- [SHORT TASK A]
Condense Ruchi's reply in the interview on scaling executive teams that begins "I believe it's only needed at the top level" into a short bulleted list, keeping its main points.
- [SHORT TASK B]
In the interview on scaling executive teams, by what point does Ruchi say a company should have a functional executive team built out in all areas?
- [SHORT TASK C]
Pick up the interview on scaling executive teams after its final line and continue the conversation.

====== PASSAGE TO READ ======

Elad: When you say that two- or two-and-a-half years is too long, is that because by that point you should have built out a functional executive team across all the different areas? What’s the driver for that time frame in your mind?
Ruchi: By two- to two-and-a-half years, you should have a functional executive team built out in all areas. You need to build out these functions to support your product development, your business, and hiring and scaling your company.
Elad: So for this Band-Aid person, what are the functions that you’ve found them filling in for most frequently at the different companies you’ve seen?
Ruchi: Recruiting, HR, comms, marketing. Sometimes customer support and occasionally product. The VP of product is really difficult to hire for, since it’s usually filled by the CEO themselves. So it usually takes longer to be able to find the right person for the role.
Elad: And then, as companies start opening up international or other things, do you think executives in their own functions should hire somebody who’s effectively playing this role for that function? Or do you think it’s really only at the top level that it’s needed?
Ruchi: I believe it’s only needed at the top level. When you open up international offices, the main reason is to expand sales. And then over time, to become more cost-effective, you’ll want to build out customer support and other functions. To scale operationally, I believe you need a different set of resources.
Elad: And do you think every company will need this role? Or do you think it really depends on the experience of the executive team?
Ruchi: I think every company that hits—I hate using these words—but every company that hits exponential growth needs this. While it looks like rapidly scaling companies have everything figured out, internally it’s chaos because they are growing so fast. And it’s difficult to plan for chaos which is why I think every company will need this role.
Elad: I think you’re touching on a key point, which a lot of people don’t understand: As companies really start scaling rapidly, from an external perception everybody thinks that things must be going great because it’s growing so fast. But typically, internally it’s chaos. Or slightly organized chaos.

====== DATA EXTRACT ======

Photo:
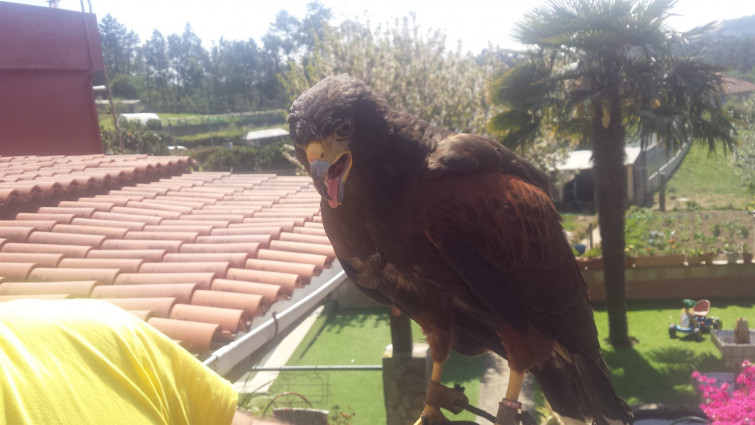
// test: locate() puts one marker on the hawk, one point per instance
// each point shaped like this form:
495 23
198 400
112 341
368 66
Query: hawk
460 234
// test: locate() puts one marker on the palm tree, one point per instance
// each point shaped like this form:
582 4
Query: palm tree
602 70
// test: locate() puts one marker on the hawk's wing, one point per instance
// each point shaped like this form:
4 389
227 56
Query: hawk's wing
502 235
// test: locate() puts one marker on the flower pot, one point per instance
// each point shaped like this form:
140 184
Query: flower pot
731 257
660 260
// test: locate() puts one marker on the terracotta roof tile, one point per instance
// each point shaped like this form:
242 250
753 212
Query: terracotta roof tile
182 292
230 320
93 240
197 255
75 288
252 304
76 251
143 254
194 336
40 259
51 274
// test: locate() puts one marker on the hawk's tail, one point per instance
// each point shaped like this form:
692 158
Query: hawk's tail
582 390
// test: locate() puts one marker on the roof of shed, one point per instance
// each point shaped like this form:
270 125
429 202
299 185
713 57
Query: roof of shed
199 256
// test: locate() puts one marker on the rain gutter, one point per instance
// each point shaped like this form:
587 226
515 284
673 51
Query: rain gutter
281 318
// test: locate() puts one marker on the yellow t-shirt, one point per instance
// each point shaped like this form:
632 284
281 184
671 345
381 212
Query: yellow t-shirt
89 362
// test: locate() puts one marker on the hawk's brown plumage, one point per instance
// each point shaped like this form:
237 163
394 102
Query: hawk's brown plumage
459 233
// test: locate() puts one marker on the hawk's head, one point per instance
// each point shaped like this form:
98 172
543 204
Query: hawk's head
331 124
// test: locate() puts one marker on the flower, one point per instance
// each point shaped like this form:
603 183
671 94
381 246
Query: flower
724 406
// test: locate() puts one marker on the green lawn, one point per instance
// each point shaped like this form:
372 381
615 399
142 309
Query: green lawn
708 179
657 368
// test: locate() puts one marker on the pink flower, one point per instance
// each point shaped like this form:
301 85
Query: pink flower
729 408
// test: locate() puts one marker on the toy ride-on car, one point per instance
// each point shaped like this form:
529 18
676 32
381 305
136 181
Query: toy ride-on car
695 320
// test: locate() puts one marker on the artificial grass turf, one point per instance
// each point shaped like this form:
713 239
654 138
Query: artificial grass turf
656 369
359 337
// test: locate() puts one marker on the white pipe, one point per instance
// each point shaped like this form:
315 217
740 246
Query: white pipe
227 357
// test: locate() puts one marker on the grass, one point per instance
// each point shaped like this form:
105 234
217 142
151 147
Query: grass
359 337
657 369
708 179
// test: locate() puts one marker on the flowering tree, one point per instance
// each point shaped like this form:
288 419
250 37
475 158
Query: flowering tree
725 407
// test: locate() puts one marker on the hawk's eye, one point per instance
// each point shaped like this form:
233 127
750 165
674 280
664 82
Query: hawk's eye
345 129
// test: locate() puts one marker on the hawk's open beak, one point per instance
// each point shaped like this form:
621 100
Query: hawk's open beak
329 176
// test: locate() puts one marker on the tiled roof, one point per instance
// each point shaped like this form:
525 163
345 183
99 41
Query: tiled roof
199 256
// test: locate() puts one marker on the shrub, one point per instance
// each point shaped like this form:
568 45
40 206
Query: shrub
723 407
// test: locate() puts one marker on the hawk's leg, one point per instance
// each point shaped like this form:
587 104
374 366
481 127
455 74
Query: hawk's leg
509 406
431 414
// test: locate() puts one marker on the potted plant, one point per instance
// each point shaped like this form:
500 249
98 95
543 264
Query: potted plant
594 259
746 254
731 254
694 256
707 243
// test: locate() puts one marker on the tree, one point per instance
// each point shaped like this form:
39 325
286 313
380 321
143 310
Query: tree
155 53
119 45
602 70
411 67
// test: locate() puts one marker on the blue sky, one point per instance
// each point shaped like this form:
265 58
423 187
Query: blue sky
474 23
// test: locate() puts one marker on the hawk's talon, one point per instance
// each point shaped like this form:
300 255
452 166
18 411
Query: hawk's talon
432 415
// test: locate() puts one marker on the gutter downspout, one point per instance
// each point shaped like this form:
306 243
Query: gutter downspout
229 356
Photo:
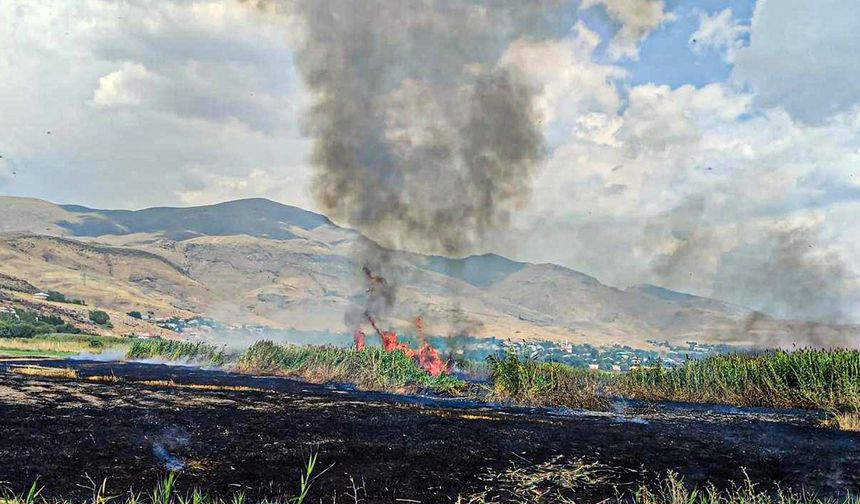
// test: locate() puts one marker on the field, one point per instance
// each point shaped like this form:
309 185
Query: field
60 345
225 433
224 426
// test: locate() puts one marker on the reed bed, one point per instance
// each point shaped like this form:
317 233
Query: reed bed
198 353
529 382
806 378
371 368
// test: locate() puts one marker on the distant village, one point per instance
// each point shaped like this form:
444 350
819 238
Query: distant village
617 358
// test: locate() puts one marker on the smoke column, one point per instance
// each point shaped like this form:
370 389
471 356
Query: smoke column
422 140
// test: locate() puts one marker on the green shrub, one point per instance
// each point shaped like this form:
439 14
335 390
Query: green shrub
55 296
99 317
527 381
806 378
371 368
179 350
17 330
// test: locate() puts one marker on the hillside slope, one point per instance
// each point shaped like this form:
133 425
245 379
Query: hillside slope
259 262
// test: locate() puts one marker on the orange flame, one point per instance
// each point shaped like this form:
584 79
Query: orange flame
359 338
427 356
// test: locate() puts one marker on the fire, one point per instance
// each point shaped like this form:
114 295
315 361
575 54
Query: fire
359 338
427 356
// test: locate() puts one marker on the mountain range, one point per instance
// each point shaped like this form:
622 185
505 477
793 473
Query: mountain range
260 262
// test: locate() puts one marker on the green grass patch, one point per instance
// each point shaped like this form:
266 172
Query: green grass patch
530 382
371 368
814 379
199 353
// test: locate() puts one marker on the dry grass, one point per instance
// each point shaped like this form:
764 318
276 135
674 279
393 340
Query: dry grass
44 371
195 386
845 421
552 482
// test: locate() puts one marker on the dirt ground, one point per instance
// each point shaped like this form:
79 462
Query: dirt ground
257 437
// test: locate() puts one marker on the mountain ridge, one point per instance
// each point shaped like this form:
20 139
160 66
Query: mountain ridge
258 261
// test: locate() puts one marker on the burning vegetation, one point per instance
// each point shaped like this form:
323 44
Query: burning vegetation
427 357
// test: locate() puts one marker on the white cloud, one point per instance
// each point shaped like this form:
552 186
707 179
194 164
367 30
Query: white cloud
687 187
123 87
130 96
638 18
719 32
803 57
165 102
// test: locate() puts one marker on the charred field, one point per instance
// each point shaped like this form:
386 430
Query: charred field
226 432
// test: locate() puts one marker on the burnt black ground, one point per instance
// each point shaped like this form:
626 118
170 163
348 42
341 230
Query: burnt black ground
424 449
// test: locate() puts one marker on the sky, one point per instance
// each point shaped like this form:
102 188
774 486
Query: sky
707 146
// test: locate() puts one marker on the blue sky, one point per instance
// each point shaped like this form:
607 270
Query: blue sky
666 164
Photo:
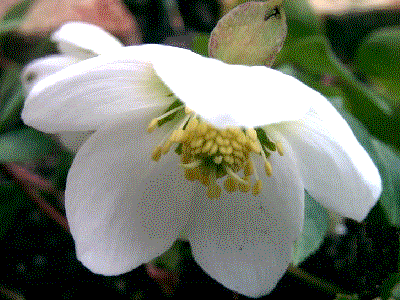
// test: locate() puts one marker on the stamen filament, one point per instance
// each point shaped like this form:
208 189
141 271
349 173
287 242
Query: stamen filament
153 124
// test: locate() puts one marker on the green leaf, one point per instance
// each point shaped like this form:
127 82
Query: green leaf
301 19
389 285
24 145
18 10
11 200
388 163
171 259
11 106
13 18
346 297
314 230
312 53
200 44
379 54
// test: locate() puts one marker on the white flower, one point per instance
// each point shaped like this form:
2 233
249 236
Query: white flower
76 41
131 192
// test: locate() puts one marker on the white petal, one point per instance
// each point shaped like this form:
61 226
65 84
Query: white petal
124 209
73 140
335 168
231 94
245 241
84 40
81 97
43 67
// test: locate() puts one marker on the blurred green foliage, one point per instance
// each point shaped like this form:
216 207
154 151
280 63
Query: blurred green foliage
366 92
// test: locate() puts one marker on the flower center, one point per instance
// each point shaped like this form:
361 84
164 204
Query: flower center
208 153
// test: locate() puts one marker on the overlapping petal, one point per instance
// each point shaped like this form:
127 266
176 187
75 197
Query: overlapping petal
84 40
336 170
43 67
124 209
85 95
232 95
245 241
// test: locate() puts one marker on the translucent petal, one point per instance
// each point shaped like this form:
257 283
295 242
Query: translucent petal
83 96
244 241
232 94
336 170
124 209
43 67
84 40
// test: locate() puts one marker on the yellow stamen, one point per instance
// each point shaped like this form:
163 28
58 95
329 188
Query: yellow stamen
279 148
230 184
156 155
257 187
268 168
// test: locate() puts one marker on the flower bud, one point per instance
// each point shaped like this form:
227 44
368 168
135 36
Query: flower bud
251 34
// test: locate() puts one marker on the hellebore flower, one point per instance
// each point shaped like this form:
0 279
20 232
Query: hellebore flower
76 41
184 143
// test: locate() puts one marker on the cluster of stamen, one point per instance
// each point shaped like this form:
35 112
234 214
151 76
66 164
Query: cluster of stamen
208 153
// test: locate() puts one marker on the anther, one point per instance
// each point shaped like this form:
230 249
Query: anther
268 168
252 134
229 159
214 191
218 159
192 124
166 147
279 148
230 184
257 187
245 187
202 128
192 165
156 155
207 146
214 149
192 174
248 168
153 124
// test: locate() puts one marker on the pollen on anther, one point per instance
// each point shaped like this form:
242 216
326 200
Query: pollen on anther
156 155
245 187
152 125
279 148
248 168
268 168
230 184
214 191
257 187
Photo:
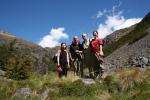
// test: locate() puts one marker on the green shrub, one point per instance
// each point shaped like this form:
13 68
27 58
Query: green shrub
19 67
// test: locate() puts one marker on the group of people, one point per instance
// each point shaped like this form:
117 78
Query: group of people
89 54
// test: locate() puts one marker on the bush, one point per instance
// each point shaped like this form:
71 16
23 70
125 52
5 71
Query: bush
19 67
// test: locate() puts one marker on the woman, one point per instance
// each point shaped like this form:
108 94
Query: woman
63 60
97 52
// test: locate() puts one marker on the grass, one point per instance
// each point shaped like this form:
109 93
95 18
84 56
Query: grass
125 84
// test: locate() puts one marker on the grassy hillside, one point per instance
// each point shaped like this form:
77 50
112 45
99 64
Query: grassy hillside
126 84
133 36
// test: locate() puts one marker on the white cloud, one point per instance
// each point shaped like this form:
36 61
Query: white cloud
115 21
53 38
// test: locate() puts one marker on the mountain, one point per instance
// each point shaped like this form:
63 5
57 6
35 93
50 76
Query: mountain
129 46
40 56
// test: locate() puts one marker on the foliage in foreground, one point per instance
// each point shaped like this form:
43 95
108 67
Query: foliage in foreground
125 84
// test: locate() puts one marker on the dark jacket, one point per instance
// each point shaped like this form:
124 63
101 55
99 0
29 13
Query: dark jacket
73 48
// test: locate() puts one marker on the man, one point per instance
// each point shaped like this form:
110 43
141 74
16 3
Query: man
97 51
76 56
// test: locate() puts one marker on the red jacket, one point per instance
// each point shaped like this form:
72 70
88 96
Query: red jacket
95 45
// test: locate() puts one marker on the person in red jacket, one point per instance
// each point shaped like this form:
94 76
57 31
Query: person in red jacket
97 50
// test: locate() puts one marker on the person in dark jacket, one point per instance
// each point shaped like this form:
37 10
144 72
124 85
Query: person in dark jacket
76 56
63 60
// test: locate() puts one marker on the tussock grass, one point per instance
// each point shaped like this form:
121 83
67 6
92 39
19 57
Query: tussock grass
124 84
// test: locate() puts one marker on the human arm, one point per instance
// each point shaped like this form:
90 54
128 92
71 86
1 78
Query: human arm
58 56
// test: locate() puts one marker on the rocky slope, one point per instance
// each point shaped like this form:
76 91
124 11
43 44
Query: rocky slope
131 47
40 56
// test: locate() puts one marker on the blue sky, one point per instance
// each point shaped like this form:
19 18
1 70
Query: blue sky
49 22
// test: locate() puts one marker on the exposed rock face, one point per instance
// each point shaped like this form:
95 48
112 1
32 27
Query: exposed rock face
131 54
115 36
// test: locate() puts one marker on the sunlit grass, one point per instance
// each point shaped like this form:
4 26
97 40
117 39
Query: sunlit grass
124 84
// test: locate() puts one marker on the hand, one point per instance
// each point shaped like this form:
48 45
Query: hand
68 66
101 53
72 59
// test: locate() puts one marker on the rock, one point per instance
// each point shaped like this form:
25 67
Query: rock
88 81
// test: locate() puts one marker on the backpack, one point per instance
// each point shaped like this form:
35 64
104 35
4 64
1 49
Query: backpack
54 59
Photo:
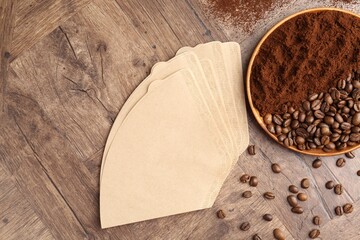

======

- [WRITTEN REPLY A]
- The role is needed only at the top level.
- International offices are opened mainly to expand sales.
- Over time, customer support and other functions are built out to become more cost-effective.
- Scaling operationally requires a different set of resources.

- [WRITTEN REPLY B]
By two to two-and-a-half years.

- [WRITTEN REPLY C]
So how should employees, middle managers, individual contributors, director-level people be viewing their roles at that moment? And how should they be navigating them, given that there’s so much change and so much churn?
Ruchi: When companies rapidly start scaling, I’ve observed the following things:
First, everyone’s workload increases 2–5X. People are scrambling to plug the holes and end up doing a lot of different things.
Second, you start hiring quickly. You think that’s going to solve things but your workload only increases. Because you are doing more not less with more people. You are taking on projects you could not get to.
Third, as you onboard new people to fill out the organization and the org reaches some sort of equilibrium, your role and its scope suddenly becomes narrow. And I think this phase is really difficult for early employees especially, who acceded during the exponential growth phase.
The people who deal with that—the people who deal with the role definition becoming narrower and more focused and are able to faithfully transition through that—are the ones that grow with the company.
Elad: In other words, they succeed while other early employees will be more likely to churn out because they’re not dealing with it well?
Ruchi: Exactly. They’re not scaling the way the company needs them to scale.
Elad: One piece of advice I give employees at these types of companies is don’t sweat it too much. Because every six months, if your company’s doubling, it’s a different company. So if your peer is suddenly your manager, it’s possible in a year you’ll suddenly be their manager’s manager. So as long as you just keep your head down and do good work, things tend to work out. Because it’s growing so fast that if you joined early you tend to be in pretty good shape.
Ruchi: I completely agree with that. Every six months, the company will grow and look completely different. Whatever systems and processes you’re putting in place, you have to be mentally prepared to change them. And all that time you invested in coming up with the perfect process, well, you are going to have to do it again.
Elad: Are there any specific, simple processes or other things that you think are often lacking that people should put in place, from a project elements perspective, an HR/recruiting perspective, etc.? Or is that its own giant hairball to unwind?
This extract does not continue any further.